Task to carry out
From the records below, pull out every line that contains the word "white" and copy each one in full.

● ● ● ●

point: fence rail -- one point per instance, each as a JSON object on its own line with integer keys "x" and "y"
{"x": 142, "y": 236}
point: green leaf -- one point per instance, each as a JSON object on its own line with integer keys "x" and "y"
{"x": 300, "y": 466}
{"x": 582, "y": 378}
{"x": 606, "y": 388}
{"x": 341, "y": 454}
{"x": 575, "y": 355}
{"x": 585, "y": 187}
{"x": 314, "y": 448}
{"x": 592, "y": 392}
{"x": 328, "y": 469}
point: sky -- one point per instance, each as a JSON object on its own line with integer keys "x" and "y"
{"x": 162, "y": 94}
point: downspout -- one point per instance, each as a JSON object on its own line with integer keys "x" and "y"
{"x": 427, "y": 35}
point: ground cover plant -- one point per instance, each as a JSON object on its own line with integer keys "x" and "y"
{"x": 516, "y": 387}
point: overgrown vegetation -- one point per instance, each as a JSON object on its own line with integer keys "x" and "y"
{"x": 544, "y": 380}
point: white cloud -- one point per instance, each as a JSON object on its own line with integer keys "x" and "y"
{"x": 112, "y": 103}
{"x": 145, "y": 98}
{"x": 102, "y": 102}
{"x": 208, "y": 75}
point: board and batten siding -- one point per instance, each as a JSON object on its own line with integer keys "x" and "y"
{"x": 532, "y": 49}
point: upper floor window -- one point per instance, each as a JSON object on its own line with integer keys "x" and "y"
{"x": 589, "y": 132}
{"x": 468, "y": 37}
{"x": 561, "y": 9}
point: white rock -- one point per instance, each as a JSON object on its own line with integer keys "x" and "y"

● ● ● ●

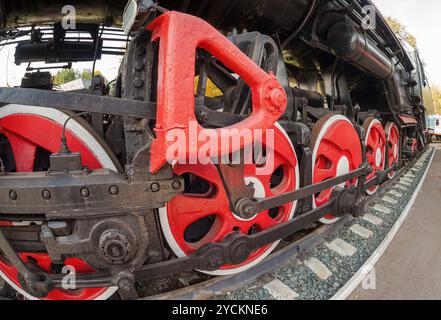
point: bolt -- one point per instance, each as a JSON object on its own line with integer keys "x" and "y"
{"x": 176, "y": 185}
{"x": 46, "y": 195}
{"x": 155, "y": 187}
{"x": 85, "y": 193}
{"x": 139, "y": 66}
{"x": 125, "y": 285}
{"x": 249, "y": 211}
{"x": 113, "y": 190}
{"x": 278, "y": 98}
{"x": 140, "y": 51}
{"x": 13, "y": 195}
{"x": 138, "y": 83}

● ● ● ●

Solution to the exercise
point: white cloud -- one point per instance, each as a JSON object on its own line with integer keys "x" and "y"
point: white rock -- one point per instance, each as a JSON object on its own line with integer keys "x" and "y"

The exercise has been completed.